The lines to be set down run from the line containing "Point out the illuminated" through the final line of the data below; print them exactly and print nothing else.

---------- Entries shown

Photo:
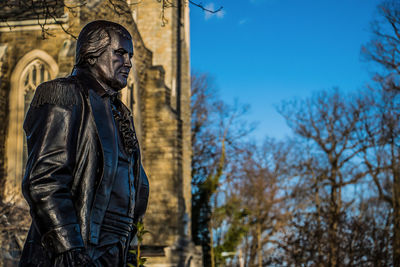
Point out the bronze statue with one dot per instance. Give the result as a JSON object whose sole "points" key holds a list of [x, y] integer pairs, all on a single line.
{"points": [[84, 180]]}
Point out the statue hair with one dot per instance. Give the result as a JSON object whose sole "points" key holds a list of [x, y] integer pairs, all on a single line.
{"points": [[94, 39]]}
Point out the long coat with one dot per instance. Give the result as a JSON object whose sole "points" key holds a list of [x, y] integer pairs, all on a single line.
{"points": [[72, 161]]}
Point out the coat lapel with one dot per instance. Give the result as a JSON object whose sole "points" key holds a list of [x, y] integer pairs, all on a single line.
{"points": [[103, 118]]}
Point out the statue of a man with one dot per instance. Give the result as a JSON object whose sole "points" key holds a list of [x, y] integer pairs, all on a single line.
{"points": [[84, 180]]}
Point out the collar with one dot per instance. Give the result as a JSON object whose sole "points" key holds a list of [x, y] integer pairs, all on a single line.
{"points": [[89, 81]]}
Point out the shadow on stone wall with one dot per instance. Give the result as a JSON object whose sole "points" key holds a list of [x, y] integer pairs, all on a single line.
{"points": [[14, 225]]}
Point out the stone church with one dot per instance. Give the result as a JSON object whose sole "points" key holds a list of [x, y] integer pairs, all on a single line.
{"points": [[158, 93]]}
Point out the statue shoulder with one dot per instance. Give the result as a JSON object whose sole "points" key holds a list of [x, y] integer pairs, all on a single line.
{"points": [[61, 91]]}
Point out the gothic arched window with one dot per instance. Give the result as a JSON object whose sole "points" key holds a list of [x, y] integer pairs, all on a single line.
{"points": [[33, 69]]}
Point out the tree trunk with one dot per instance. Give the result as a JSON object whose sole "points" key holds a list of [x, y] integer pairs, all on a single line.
{"points": [[396, 217], [259, 245]]}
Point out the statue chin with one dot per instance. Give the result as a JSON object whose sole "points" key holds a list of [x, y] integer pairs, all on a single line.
{"points": [[118, 85]]}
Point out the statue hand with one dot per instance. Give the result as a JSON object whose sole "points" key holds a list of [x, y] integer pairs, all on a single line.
{"points": [[73, 257]]}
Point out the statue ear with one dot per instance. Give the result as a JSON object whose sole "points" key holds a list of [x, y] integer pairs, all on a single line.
{"points": [[92, 61]]}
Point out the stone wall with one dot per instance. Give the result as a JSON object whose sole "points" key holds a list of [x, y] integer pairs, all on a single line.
{"points": [[159, 99]]}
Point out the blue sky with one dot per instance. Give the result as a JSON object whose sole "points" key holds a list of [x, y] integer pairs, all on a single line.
{"points": [[262, 52]]}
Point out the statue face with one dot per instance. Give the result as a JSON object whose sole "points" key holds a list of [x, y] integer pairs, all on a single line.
{"points": [[112, 67]]}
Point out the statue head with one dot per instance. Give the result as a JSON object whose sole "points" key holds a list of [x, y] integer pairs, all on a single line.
{"points": [[105, 49]]}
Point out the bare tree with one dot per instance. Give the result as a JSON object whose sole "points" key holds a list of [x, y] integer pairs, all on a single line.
{"points": [[380, 137], [218, 131], [384, 48], [327, 124], [259, 184]]}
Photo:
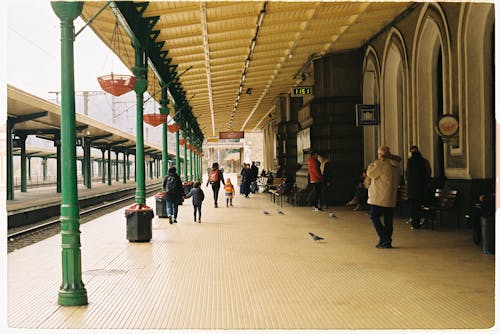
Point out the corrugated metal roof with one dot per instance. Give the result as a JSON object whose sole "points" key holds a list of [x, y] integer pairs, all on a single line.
{"points": [[215, 37]]}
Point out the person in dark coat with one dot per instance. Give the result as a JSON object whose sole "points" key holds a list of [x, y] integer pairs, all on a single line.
{"points": [[246, 179], [418, 176], [174, 193], [255, 175], [198, 197], [215, 178]]}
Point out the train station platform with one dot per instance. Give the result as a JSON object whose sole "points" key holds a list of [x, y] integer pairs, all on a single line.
{"points": [[244, 269], [47, 196]]}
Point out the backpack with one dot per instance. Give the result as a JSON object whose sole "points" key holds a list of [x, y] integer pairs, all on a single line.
{"points": [[213, 177], [171, 185]]}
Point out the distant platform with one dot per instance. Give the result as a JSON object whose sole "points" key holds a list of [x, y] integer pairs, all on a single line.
{"points": [[243, 269]]}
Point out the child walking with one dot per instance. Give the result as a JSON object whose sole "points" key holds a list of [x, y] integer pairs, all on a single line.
{"points": [[198, 197], [229, 190]]}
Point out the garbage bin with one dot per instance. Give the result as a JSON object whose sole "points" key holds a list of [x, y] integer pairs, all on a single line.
{"points": [[139, 218], [488, 234], [187, 185], [474, 218], [161, 204]]}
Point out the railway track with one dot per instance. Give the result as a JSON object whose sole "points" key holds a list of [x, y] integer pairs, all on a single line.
{"points": [[23, 236]]}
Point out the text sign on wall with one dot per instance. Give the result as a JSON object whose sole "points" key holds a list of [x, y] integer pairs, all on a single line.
{"points": [[367, 114], [301, 91], [231, 135], [447, 126]]}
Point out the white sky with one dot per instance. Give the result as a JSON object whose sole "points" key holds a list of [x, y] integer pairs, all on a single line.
{"points": [[33, 63], [33, 51]]}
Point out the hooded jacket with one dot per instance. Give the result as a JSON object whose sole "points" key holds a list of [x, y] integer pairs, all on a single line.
{"points": [[385, 175]]}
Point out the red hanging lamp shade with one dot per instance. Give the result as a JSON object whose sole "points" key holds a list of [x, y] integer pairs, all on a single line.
{"points": [[173, 127], [155, 119], [116, 84]]}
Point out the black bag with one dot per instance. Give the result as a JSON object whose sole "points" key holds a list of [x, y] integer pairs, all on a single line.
{"points": [[171, 185]]}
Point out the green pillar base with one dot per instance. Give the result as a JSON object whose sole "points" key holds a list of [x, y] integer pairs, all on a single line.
{"points": [[74, 297]]}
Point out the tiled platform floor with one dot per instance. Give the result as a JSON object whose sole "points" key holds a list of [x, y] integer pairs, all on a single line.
{"points": [[241, 269]]}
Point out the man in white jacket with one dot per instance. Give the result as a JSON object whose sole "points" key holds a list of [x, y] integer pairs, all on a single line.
{"points": [[384, 175]]}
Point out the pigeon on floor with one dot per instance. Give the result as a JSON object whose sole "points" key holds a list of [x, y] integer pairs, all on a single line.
{"points": [[315, 237]]}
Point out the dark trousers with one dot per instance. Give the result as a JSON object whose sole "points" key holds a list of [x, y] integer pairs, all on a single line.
{"points": [[317, 194], [197, 208], [246, 188], [415, 212], [384, 231], [215, 188]]}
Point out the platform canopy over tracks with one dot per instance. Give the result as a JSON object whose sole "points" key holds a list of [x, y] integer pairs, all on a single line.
{"points": [[241, 55], [34, 116]]}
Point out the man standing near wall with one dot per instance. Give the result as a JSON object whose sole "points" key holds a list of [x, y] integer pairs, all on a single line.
{"points": [[382, 193], [315, 178]]}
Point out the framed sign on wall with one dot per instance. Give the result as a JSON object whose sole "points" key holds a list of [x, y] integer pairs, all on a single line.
{"points": [[367, 114]]}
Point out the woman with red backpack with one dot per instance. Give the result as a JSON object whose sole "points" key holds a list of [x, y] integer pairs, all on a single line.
{"points": [[215, 178]]}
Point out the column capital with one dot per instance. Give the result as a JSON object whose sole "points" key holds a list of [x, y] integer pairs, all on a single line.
{"points": [[67, 10]]}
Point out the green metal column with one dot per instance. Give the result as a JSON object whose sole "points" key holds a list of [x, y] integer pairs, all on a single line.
{"points": [[117, 176], [10, 161], [140, 71], [124, 166], [185, 157], [177, 153], [103, 166], [22, 143], [86, 158], [191, 175], [29, 168], [109, 166], [58, 163], [44, 168], [128, 167], [150, 163], [72, 291]]}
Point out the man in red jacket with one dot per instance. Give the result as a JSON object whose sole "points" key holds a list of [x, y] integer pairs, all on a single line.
{"points": [[315, 178]]}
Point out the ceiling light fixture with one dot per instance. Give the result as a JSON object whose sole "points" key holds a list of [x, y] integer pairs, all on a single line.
{"points": [[204, 25], [251, 49]]}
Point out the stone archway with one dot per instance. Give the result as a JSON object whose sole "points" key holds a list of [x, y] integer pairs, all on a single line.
{"points": [[478, 78], [371, 75], [432, 85], [394, 95]]}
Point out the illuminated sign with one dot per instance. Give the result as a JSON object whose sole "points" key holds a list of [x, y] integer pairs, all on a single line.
{"points": [[447, 126], [367, 114], [231, 135], [301, 91]]}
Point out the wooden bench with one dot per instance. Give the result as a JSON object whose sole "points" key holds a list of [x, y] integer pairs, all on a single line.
{"points": [[275, 191], [445, 200]]}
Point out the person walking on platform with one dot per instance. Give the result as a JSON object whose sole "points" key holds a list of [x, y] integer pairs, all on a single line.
{"points": [[229, 190], [246, 179], [326, 174], [255, 175], [384, 177], [418, 177], [315, 178], [215, 178], [174, 193], [198, 197]]}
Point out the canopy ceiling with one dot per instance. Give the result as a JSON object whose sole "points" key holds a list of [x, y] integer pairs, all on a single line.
{"points": [[214, 40]]}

--------------------

### Full answer
Point out the illuminated sign with one dot per instance. Give the result as a JSON object whose sole "points" key holds a list of [x, y] integer pairs, all on a single line.
{"points": [[447, 126], [367, 114], [231, 135], [301, 91]]}
Point out the wooden bench with one dot per instance. Give the result as a JSON object whose sole "points" key holds a list of [x, y] integer pairs, all on a single line.
{"points": [[275, 191], [445, 200]]}
Point out the person walking on platform with one dot per instance. Give the result as a JSON object whose sole "points" key holds a list of [x, y] integer pairs, all on a single line.
{"points": [[229, 190], [246, 179], [326, 174], [255, 175], [384, 177], [418, 177], [315, 178], [215, 178], [174, 193], [198, 197]]}
Point out the canopy ceiling with one dot per instance. Give the result as a JSON object whose sole "points" key holds a list of [x, y] integer pairs, all on a single line.
{"points": [[214, 40]]}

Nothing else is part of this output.